- Short exercise
Put the listing from the line with "Running a dermatology lesion detector. Mark the flooded" to the line with "[39,37,61,72]" into a two-column CSV with headers instruction and output. Each row pairs one line of text with the coordinate lines beneath it, each in a single quoted field with line breaks replaced by spaces.

### Data shown

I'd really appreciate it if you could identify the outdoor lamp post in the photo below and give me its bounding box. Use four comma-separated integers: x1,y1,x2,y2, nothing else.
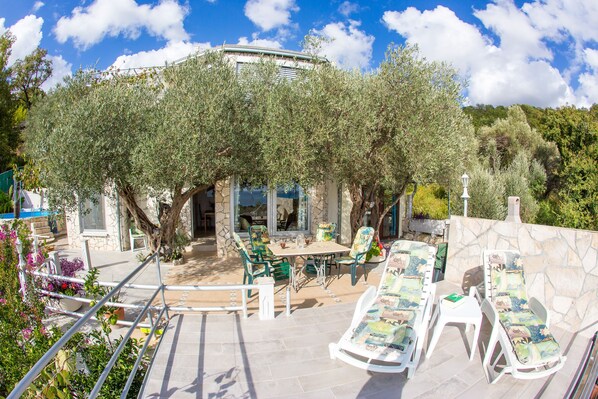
461,173,469,217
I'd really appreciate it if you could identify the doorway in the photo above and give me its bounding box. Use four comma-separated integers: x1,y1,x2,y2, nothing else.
192,186,216,238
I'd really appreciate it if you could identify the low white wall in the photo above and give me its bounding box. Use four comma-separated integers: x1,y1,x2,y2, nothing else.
445,216,598,335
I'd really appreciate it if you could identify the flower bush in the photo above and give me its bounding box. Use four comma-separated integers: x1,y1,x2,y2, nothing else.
0,220,148,399
0,220,61,397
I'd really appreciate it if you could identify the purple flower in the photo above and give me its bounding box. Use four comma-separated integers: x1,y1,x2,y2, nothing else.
21,328,33,341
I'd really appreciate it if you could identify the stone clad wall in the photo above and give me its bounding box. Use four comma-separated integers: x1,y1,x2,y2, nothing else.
214,179,236,256
445,216,598,334
66,196,123,251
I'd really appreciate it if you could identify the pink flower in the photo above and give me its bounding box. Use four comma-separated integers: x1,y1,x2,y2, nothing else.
21,328,33,341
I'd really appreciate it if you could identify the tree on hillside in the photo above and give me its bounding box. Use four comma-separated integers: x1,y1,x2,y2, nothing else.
541,104,598,230
27,53,244,256
11,47,52,110
463,104,507,130
251,48,474,241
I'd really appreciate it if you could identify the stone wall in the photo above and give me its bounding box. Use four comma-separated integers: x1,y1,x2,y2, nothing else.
66,196,128,251
445,216,598,334
307,184,328,234
214,179,236,256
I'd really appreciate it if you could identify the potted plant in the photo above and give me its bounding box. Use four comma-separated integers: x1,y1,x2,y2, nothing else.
365,237,386,263
83,269,125,325
44,279,82,312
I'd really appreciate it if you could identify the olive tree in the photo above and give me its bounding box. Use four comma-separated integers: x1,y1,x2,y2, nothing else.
27,53,245,256
329,47,475,239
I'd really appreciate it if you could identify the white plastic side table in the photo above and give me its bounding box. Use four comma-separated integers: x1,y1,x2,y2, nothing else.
426,291,482,361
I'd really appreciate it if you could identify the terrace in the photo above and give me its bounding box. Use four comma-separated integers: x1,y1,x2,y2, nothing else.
31,211,598,398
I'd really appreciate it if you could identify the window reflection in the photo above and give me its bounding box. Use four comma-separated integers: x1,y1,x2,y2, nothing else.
234,184,268,232
79,195,106,231
276,184,307,231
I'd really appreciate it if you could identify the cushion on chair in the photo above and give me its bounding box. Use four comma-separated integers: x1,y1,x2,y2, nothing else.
351,242,428,354
334,256,355,265
249,226,272,256
349,227,374,264
316,223,336,242
499,310,561,365
488,253,560,365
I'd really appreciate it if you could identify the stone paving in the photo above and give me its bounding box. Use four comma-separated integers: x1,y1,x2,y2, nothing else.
143,283,587,399
50,238,588,399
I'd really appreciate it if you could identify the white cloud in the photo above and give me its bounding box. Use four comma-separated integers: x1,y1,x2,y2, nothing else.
474,0,552,59
238,34,282,48
42,55,73,92
245,0,299,32
383,0,598,107
112,41,210,69
338,1,359,17
521,0,598,41
0,15,44,66
382,6,498,72
313,21,374,69
32,1,45,12
54,0,189,49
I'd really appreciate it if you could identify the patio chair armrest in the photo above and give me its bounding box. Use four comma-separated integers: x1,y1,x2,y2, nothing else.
249,260,272,276
355,249,369,263
351,287,376,328
469,285,482,303
481,298,498,328
528,297,550,327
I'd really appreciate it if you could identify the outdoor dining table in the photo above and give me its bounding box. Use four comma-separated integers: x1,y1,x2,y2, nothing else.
268,241,351,292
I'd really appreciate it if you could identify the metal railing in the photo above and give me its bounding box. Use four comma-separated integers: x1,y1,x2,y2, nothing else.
7,253,168,399
12,248,272,399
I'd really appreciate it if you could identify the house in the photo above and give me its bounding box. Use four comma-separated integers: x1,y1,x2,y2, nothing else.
67,45,400,256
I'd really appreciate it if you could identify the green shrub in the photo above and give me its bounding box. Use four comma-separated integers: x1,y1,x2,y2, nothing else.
413,183,448,220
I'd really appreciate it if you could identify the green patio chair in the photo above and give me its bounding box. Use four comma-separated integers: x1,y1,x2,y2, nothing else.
334,226,374,285
233,232,270,298
249,225,291,280
434,242,448,282
305,223,337,274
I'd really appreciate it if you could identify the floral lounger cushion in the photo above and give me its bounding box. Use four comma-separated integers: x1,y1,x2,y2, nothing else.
351,242,428,355
489,253,560,365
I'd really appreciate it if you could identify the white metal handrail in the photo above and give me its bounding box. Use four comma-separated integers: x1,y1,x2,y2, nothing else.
7,252,168,399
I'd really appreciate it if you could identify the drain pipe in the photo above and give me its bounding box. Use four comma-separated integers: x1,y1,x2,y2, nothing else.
116,190,123,252
286,286,291,317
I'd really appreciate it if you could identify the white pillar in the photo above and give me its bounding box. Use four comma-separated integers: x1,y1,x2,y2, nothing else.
81,239,92,270
255,277,274,320
48,251,62,275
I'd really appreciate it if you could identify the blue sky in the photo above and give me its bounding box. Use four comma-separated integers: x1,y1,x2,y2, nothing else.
0,0,598,107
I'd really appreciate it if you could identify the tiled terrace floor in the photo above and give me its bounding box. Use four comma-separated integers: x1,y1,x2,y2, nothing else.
143,283,588,399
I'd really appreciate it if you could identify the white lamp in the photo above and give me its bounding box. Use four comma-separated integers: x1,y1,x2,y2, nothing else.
461,173,469,217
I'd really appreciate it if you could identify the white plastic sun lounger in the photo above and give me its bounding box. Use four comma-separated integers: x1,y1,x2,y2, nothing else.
329,240,436,378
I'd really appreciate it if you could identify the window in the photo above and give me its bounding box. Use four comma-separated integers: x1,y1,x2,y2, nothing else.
276,184,308,231
233,183,268,232
232,182,309,233
79,195,106,232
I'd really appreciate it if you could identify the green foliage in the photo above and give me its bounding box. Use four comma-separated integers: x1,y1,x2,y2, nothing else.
413,183,448,220
0,186,15,213
11,47,52,109
70,330,149,398
463,104,507,130
542,105,598,230
0,221,61,397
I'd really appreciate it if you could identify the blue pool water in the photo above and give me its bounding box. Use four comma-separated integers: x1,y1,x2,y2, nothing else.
0,211,52,219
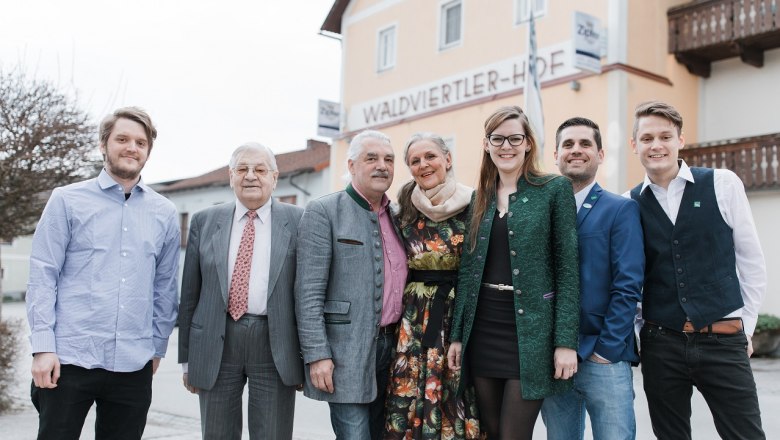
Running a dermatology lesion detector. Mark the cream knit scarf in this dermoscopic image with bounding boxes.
[412,176,474,222]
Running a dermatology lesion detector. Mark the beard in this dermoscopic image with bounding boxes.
[106,156,144,180]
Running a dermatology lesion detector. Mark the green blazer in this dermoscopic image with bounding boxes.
[451,175,580,399]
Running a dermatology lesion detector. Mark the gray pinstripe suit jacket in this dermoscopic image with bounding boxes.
[179,200,303,390]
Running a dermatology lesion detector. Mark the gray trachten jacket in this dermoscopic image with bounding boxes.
[295,185,400,403]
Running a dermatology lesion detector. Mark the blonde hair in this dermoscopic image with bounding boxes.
[469,105,543,251]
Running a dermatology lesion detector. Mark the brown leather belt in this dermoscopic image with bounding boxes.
[645,318,742,335]
[379,322,398,335]
[683,319,742,335]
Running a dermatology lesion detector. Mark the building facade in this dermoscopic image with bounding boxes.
[322,0,780,314]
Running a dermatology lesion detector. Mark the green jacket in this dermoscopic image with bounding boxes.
[452,175,580,399]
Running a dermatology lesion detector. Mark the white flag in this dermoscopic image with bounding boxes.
[523,6,544,158]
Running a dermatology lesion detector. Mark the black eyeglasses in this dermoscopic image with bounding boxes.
[487,133,527,147]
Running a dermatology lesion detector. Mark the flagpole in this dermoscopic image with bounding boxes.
[523,0,544,158]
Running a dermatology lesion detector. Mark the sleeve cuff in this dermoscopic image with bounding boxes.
[153,337,168,358]
[30,325,56,354]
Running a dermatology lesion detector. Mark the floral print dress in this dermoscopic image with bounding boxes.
[385,211,480,439]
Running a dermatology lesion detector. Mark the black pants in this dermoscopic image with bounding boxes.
[31,361,152,440]
[640,324,766,440]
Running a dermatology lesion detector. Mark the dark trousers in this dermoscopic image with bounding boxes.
[640,324,766,440]
[200,314,295,440]
[31,361,152,440]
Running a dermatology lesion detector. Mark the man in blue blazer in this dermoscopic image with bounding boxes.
[542,118,645,440]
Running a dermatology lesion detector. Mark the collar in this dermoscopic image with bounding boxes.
[639,159,695,194]
[233,197,274,224]
[345,182,390,211]
[574,179,596,211]
[97,168,149,191]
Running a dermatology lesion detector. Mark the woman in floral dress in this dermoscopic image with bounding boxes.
[385,133,480,439]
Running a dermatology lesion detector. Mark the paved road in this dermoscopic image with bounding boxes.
[0,303,780,440]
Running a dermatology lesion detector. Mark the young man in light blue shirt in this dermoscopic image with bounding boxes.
[27,107,180,440]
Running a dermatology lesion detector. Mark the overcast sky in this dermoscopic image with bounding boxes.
[0,0,341,183]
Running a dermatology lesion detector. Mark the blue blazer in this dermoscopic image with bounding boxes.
[577,183,645,363]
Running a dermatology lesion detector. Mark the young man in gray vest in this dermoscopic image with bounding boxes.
[631,102,766,439]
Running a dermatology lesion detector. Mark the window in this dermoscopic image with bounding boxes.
[515,0,547,24]
[376,25,395,72]
[439,0,463,49]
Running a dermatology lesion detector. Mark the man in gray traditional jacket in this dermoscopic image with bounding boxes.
[295,131,407,440]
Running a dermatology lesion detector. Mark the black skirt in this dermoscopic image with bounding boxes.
[466,287,520,379]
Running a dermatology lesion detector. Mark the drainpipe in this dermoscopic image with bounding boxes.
[290,168,313,197]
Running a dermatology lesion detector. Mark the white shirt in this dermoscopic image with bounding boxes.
[228,199,273,315]
[624,160,767,336]
[574,180,596,212]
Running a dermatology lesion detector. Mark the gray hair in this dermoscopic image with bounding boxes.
[404,131,455,177]
[228,142,278,171]
[347,130,390,162]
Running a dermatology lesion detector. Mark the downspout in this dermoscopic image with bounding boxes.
[290,168,314,197]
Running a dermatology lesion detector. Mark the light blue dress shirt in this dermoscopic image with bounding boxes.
[27,170,180,372]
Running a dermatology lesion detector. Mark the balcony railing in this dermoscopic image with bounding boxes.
[667,0,780,78]
[680,133,780,191]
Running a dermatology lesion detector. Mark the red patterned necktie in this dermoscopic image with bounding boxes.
[228,210,257,321]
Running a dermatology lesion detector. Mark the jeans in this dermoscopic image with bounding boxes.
[640,324,766,440]
[328,332,395,440]
[31,361,152,440]
[542,360,636,440]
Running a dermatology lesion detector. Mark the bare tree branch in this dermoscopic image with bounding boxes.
[0,69,102,240]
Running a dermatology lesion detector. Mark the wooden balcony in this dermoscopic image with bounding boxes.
[666,0,780,78]
[680,133,780,191]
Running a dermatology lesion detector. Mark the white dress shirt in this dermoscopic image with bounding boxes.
[627,160,767,335]
[574,180,596,212]
[228,199,273,315]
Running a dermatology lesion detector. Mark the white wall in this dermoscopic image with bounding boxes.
[748,191,780,316]
[0,235,32,297]
[696,49,780,142]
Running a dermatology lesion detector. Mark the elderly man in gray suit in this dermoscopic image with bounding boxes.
[179,143,304,439]
[295,131,407,440]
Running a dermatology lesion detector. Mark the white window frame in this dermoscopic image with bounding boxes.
[439,0,465,50]
[515,0,547,24]
[376,23,398,72]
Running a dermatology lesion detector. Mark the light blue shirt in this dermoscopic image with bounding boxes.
[27,170,180,372]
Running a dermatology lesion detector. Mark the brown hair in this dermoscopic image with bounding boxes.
[469,105,543,251]
[632,101,682,139]
[100,107,157,152]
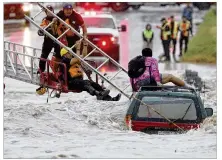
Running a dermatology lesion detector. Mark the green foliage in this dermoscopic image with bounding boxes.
[182,9,217,63]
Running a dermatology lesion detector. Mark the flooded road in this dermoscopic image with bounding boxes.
[4,3,217,158]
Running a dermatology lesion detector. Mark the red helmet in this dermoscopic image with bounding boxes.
[46,5,54,13]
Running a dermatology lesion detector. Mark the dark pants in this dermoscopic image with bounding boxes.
[180,36,189,55]
[171,39,177,55]
[162,40,170,60]
[189,19,193,35]
[39,37,61,72]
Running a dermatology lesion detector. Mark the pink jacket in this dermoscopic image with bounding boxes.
[130,57,160,90]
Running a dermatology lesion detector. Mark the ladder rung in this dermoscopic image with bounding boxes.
[43,21,54,30]
[96,58,109,70]
[122,84,131,91]
[56,28,70,40]
[108,68,122,81]
[71,38,83,49]
[31,9,43,20]
[83,48,96,60]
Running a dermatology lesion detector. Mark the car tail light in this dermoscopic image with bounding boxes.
[110,37,119,44]
[102,41,107,46]
[125,114,132,129]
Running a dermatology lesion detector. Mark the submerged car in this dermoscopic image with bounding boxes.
[125,86,213,132]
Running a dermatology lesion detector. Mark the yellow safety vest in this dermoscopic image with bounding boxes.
[171,22,179,39]
[143,30,153,39]
[161,23,171,40]
[180,21,190,37]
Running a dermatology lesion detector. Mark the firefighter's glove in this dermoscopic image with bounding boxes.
[36,87,47,95]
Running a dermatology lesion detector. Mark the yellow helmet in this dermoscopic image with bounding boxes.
[60,48,69,56]
[36,87,47,95]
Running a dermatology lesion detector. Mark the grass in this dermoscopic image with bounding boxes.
[182,9,217,64]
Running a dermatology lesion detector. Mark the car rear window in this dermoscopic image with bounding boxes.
[137,97,197,120]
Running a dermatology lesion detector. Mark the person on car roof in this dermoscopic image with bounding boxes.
[130,48,191,91]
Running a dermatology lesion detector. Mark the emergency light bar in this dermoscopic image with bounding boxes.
[79,11,111,16]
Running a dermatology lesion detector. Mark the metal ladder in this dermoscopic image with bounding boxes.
[25,3,131,99]
[4,41,42,85]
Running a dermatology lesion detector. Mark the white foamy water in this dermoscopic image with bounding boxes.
[4,69,217,158]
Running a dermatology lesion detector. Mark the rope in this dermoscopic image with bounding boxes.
[46,87,49,103]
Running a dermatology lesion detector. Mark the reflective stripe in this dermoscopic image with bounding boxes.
[143,30,153,39]
[180,21,190,37]
[172,22,178,39]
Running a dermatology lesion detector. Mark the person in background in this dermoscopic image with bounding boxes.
[179,16,191,56]
[38,5,61,72]
[182,2,193,35]
[169,16,179,60]
[157,18,171,61]
[142,24,154,49]
[36,5,61,95]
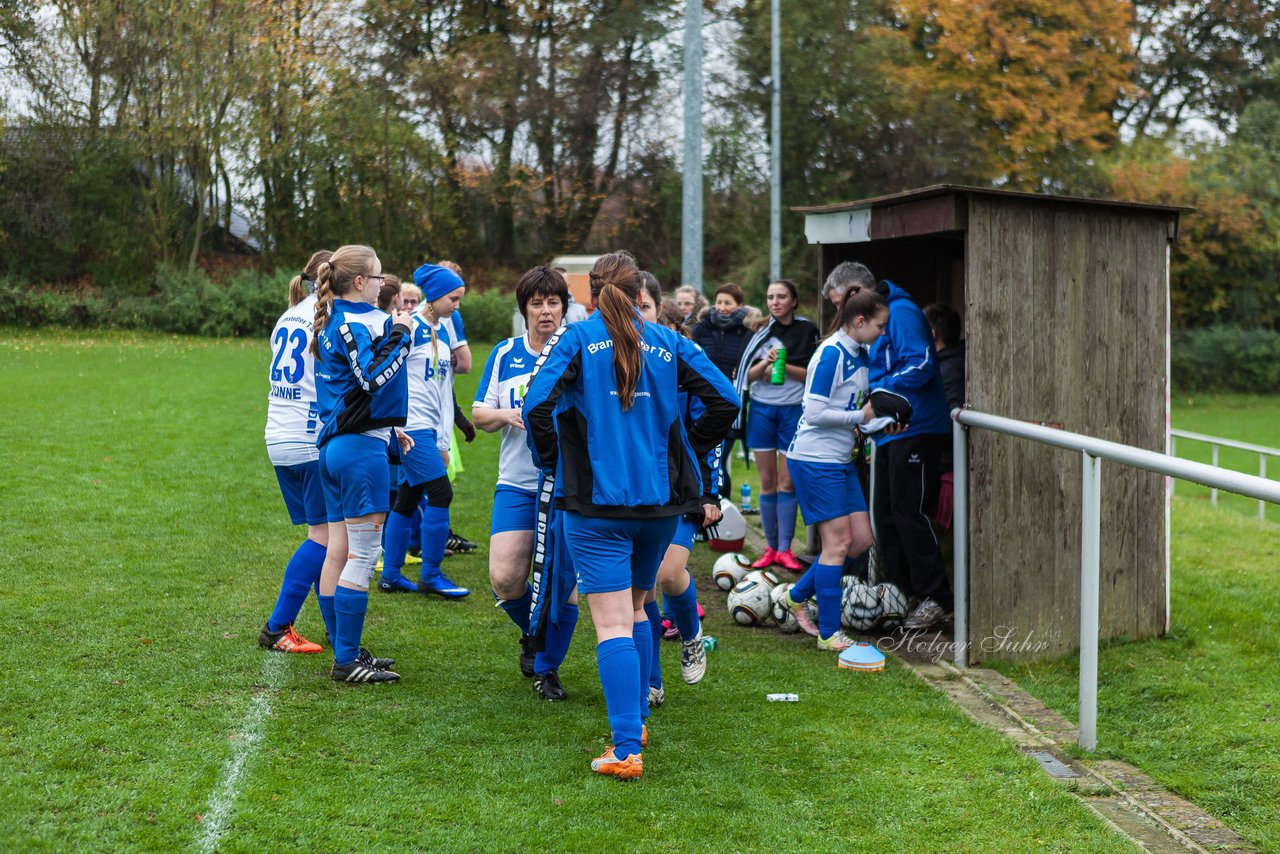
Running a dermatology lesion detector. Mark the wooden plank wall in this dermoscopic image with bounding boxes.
[964,196,1167,661]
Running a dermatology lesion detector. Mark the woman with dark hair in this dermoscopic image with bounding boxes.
[471,266,577,702]
[733,279,818,572]
[522,252,737,780]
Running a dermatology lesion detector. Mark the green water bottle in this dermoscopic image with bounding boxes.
[769,347,787,385]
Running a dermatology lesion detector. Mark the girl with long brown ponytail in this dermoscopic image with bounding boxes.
[522,252,737,780]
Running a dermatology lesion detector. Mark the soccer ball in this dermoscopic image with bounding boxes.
[769,581,800,635]
[840,576,881,631]
[726,572,773,626]
[876,581,906,629]
[712,554,751,590]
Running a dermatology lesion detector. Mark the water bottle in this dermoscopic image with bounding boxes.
[769,347,787,385]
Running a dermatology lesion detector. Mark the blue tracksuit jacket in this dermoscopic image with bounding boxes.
[868,282,951,446]
[521,312,737,519]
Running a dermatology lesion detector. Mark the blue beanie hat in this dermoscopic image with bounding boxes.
[413,264,466,302]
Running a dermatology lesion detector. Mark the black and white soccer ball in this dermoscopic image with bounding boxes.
[876,581,908,629]
[712,554,751,590]
[726,571,774,626]
[769,581,800,635]
[840,576,881,631]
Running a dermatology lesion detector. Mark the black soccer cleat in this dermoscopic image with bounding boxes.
[534,668,568,703]
[329,658,399,685]
[356,647,396,670]
[444,528,480,554]
[520,635,536,679]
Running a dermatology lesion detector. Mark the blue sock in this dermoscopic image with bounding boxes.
[813,563,842,638]
[760,492,778,549]
[316,599,338,644]
[333,586,369,665]
[595,638,648,759]
[791,561,820,602]
[498,584,527,635]
[534,604,577,673]
[408,498,426,552]
[266,539,325,631]
[778,492,796,552]
[420,504,449,580]
[383,512,413,581]
[631,620,657,722]
[644,602,662,703]
[663,577,701,640]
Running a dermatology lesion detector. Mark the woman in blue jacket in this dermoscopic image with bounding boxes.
[522,252,737,780]
[312,246,412,684]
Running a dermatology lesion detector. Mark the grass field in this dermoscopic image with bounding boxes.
[1001,394,1280,851]
[0,330,1132,853]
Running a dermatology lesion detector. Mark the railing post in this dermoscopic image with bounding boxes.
[951,414,969,670]
[1208,444,1217,507]
[1078,452,1102,750]
[1258,453,1267,519]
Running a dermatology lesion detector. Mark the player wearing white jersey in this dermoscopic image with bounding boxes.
[378,264,471,599]
[471,266,577,702]
[257,250,332,653]
[782,286,888,652]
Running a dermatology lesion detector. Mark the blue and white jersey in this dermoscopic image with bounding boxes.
[404,314,453,451]
[787,329,869,463]
[475,334,538,492]
[316,300,410,446]
[266,294,320,466]
[448,311,467,350]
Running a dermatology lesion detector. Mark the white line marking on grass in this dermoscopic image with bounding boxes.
[200,653,285,854]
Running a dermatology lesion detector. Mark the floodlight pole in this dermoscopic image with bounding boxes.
[680,0,703,292]
[769,0,782,282]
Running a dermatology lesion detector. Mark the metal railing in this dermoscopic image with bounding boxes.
[1169,430,1280,519]
[951,408,1280,750]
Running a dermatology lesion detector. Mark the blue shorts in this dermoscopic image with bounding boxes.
[746,402,804,453]
[320,433,392,522]
[787,460,867,525]
[401,430,448,487]
[275,460,328,525]
[564,510,680,593]
[489,484,538,536]
[671,516,698,552]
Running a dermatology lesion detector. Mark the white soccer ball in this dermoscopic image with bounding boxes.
[769,581,800,635]
[876,581,908,629]
[712,554,751,590]
[840,575,881,631]
[726,572,773,626]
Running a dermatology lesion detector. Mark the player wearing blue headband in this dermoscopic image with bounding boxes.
[312,246,412,684]
[522,252,737,780]
[378,264,471,599]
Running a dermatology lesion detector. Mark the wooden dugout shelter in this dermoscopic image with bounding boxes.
[795,184,1188,661]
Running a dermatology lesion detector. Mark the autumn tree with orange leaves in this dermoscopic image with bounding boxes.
[886,0,1133,189]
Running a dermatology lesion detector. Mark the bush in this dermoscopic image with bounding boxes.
[462,291,516,344]
[1172,326,1280,394]
[0,266,291,337]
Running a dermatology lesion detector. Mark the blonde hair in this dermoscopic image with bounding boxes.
[289,250,333,309]
[311,243,378,356]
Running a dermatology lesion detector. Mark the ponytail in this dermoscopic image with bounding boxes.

######

- Answer in full
instruction,output
"Running a dermatology lesion detector. Mark the flooded road in this dermoscopic image with bounding boxes.","[4,3,217,158]"
"Running a dermatology lesion detector. Mark the red helmet in this dermoscopic image with bounding boxes.","[46,5,54,13]"
"Running a dermatology lesion detector. Mark the dark pants in this dermoscopic image with bounding boxes.","[180,36,189,55] [171,39,177,55] [162,40,170,60] [189,19,193,35] [39,37,61,72]"